Problem to work on ▸ Quote the rows below word for word, from the line containing "car in the photo above." through the line containing "(1054, 128)", with both of those lines included.

Extracted data ▸
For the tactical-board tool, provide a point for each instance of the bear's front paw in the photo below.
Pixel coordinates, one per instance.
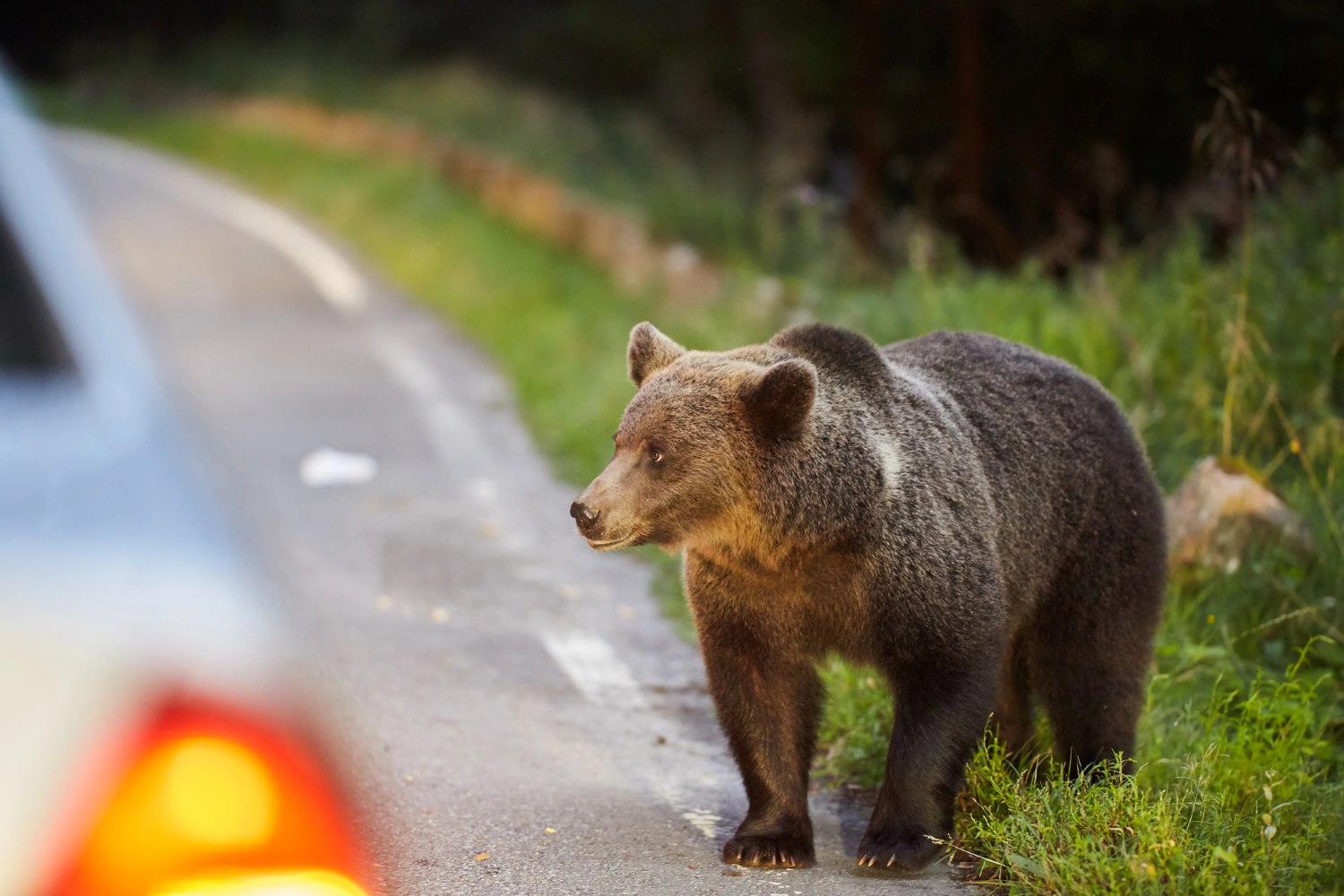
(788, 850)
(897, 852)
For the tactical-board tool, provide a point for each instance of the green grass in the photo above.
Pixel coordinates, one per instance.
(1244, 721)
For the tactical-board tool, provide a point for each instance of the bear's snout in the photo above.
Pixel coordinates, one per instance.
(585, 517)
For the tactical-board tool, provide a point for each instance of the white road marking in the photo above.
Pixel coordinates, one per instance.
(331, 273)
(451, 430)
(596, 670)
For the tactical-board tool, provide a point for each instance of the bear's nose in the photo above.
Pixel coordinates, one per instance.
(583, 514)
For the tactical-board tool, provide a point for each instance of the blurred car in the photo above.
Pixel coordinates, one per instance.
(155, 735)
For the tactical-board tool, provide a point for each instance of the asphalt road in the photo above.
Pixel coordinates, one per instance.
(516, 715)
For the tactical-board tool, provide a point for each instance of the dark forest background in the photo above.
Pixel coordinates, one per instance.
(1054, 128)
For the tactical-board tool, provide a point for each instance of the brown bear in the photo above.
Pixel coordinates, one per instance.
(969, 516)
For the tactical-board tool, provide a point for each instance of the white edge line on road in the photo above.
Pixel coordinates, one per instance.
(331, 273)
(596, 670)
(449, 429)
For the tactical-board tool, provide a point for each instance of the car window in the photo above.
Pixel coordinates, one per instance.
(29, 339)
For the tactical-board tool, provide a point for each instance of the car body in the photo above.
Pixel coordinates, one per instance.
(159, 735)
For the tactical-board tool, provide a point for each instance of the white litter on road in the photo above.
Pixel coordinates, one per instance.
(328, 466)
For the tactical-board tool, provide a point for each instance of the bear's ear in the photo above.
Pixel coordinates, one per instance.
(650, 352)
(779, 401)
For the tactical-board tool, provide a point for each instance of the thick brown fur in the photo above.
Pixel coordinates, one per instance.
(969, 516)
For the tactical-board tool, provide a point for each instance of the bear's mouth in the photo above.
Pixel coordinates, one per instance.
(615, 544)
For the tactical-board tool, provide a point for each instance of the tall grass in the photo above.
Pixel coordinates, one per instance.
(1239, 748)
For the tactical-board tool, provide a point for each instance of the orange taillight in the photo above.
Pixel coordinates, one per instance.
(215, 801)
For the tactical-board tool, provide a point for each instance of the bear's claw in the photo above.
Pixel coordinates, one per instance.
(905, 853)
(769, 852)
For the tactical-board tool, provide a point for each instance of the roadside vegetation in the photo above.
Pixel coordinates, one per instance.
(1239, 788)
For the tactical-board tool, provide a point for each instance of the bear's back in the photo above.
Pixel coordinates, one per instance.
(1059, 457)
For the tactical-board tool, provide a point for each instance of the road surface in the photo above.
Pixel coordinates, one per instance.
(519, 718)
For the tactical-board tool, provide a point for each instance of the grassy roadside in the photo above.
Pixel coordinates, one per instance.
(1241, 785)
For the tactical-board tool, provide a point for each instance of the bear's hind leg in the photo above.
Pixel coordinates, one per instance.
(941, 711)
(1013, 721)
(1091, 645)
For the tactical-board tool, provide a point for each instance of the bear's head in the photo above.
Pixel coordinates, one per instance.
(695, 443)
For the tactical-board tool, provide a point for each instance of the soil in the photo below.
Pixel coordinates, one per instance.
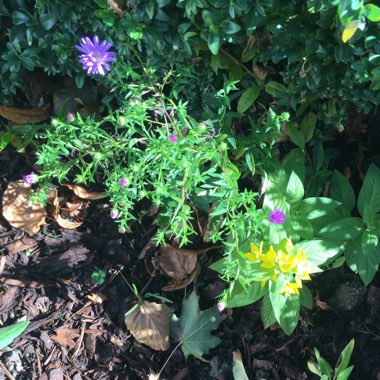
(47, 279)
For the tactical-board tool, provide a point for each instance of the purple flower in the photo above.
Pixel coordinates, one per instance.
(96, 56)
(277, 216)
(30, 179)
(123, 182)
(173, 138)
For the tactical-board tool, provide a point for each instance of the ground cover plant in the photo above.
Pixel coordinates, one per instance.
(231, 147)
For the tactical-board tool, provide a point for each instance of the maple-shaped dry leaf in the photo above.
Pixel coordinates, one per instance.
(175, 263)
(82, 193)
(17, 211)
(149, 324)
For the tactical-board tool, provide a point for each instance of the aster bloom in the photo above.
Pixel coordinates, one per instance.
(30, 179)
(123, 182)
(277, 216)
(95, 55)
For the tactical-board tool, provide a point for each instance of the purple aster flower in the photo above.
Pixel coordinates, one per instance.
(277, 216)
(173, 138)
(123, 182)
(96, 56)
(30, 179)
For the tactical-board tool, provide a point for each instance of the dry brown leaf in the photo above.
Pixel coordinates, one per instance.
(115, 7)
(176, 283)
(176, 264)
(67, 223)
(149, 324)
(25, 116)
(16, 210)
(81, 192)
(65, 337)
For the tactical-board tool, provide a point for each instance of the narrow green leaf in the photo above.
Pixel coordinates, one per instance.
(248, 98)
(10, 333)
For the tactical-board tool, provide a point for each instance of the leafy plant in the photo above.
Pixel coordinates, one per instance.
(323, 369)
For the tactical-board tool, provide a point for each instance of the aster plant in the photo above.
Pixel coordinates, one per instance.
(96, 57)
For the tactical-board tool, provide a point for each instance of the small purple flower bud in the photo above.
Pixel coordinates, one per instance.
(173, 138)
(220, 306)
(277, 216)
(123, 182)
(30, 179)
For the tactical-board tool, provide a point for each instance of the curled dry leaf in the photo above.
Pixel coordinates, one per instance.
(82, 193)
(25, 116)
(149, 324)
(16, 210)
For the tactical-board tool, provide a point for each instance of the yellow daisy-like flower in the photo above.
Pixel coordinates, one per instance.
(255, 253)
(291, 288)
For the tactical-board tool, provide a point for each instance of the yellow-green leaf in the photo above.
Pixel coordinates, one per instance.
(350, 30)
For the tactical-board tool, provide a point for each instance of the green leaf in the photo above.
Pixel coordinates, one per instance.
(214, 42)
(193, 328)
(10, 333)
(344, 358)
(342, 190)
(368, 257)
(241, 296)
(248, 98)
(308, 125)
(370, 191)
(276, 89)
(267, 314)
(372, 12)
(345, 229)
(319, 251)
(295, 135)
(294, 190)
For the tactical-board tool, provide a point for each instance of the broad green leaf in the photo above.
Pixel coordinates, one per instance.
(344, 358)
(368, 258)
(308, 125)
(319, 251)
(274, 88)
(10, 333)
(295, 135)
(214, 42)
(248, 98)
(294, 190)
(267, 314)
(342, 190)
(372, 12)
(237, 367)
(370, 191)
(345, 229)
(193, 328)
(241, 296)
(350, 30)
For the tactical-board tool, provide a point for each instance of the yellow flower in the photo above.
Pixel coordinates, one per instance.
(291, 288)
(269, 259)
(255, 253)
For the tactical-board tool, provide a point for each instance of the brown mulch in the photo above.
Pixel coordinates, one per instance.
(47, 279)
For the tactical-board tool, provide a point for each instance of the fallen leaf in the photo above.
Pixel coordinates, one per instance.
(149, 324)
(115, 7)
(175, 263)
(65, 223)
(16, 210)
(193, 328)
(81, 192)
(65, 337)
(25, 116)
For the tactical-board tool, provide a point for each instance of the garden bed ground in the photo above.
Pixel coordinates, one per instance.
(47, 278)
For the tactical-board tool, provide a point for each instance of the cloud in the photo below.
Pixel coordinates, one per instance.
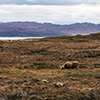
(47, 13)
(49, 2)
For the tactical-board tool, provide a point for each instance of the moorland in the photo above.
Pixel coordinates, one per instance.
(29, 69)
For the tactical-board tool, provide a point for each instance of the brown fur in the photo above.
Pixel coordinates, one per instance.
(69, 64)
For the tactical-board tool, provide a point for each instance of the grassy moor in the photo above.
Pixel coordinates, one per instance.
(29, 69)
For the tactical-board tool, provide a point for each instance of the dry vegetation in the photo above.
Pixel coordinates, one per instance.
(29, 69)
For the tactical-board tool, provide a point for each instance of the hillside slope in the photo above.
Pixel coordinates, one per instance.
(47, 29)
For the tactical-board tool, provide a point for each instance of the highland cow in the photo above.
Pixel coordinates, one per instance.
(69, 65)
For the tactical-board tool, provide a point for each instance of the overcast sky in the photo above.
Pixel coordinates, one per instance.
(53, 11)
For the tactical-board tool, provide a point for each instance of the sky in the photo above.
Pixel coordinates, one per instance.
(50, 11)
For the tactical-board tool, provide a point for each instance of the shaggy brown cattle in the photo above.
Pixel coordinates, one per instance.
(69, 64)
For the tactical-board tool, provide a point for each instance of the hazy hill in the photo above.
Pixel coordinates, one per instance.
(46, 29)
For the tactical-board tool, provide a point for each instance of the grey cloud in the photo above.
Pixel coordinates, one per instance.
(49, 2)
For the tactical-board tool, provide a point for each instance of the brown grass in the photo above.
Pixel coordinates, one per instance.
(24, 63)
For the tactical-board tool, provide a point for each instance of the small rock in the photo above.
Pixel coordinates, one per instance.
(58, 84)
(44, 80)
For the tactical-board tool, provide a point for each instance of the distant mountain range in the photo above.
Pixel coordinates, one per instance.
(34, 29)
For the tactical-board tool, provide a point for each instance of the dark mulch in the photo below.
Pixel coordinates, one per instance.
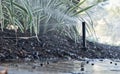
(51, 46)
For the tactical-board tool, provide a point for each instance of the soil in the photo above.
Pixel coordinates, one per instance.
(50, 46)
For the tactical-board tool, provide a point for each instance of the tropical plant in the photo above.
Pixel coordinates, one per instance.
(41, 16)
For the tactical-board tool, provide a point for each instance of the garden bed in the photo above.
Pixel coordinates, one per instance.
(50, 46)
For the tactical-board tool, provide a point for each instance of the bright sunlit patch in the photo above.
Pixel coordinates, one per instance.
(113, 4)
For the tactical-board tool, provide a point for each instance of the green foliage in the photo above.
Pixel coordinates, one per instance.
(41, 16)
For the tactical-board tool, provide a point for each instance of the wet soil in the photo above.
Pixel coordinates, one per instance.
(50, 46)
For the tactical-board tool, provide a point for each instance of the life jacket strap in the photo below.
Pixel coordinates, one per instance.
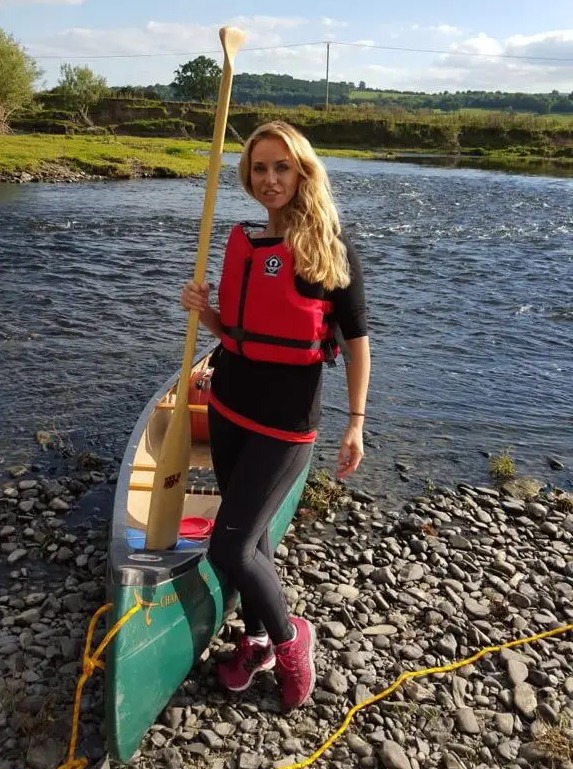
(241, 335)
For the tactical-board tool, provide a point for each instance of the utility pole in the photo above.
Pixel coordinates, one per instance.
(327, 75)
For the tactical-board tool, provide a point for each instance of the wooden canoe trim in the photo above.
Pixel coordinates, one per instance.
(198, 408)
(211, 491)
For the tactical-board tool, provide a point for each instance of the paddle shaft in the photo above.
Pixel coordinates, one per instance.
(168, 494)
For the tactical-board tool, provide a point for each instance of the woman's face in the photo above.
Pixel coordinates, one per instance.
(274, 176)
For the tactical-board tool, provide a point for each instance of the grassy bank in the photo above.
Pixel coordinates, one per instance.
(46, 157)
(106, 156)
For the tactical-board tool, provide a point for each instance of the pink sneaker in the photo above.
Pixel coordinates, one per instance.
(250, 658)
(295, 665)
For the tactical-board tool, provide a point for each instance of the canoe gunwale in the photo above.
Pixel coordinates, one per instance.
(124, 566)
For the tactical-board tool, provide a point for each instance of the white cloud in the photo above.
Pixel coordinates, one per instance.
(332, 23)
(446, 29)
(21, 3)
(491, 71)
(154, 50)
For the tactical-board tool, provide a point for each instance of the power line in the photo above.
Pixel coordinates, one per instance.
(458, 53)
(184, 53)
(315, 42)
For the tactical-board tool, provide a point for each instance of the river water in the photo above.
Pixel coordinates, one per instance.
(469, 279)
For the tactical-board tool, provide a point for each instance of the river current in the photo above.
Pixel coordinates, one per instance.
(469, 279)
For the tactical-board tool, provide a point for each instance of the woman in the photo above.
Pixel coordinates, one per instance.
(291, 280)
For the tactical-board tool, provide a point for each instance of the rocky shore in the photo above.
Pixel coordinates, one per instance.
(435, 581)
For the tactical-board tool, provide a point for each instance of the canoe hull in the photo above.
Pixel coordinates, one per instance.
(183, 603)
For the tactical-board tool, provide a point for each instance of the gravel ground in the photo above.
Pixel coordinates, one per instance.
(389, 591)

Answer ▸
For the tactical-board tool, provide a point for each instance of the blurred car in the photo above.
Pixel coordinates, one per instance.
(155, 735)
For the tactical-board tool, provide a point for each instance of the asphalt road in the photo above.
Pixel coordinates, one per instance.
(516, 715)
For the tactical-board tool, provide a point for each instance of the dark forest background in the photo above.
Pixel coordinates, one per instance.
(1054, 128)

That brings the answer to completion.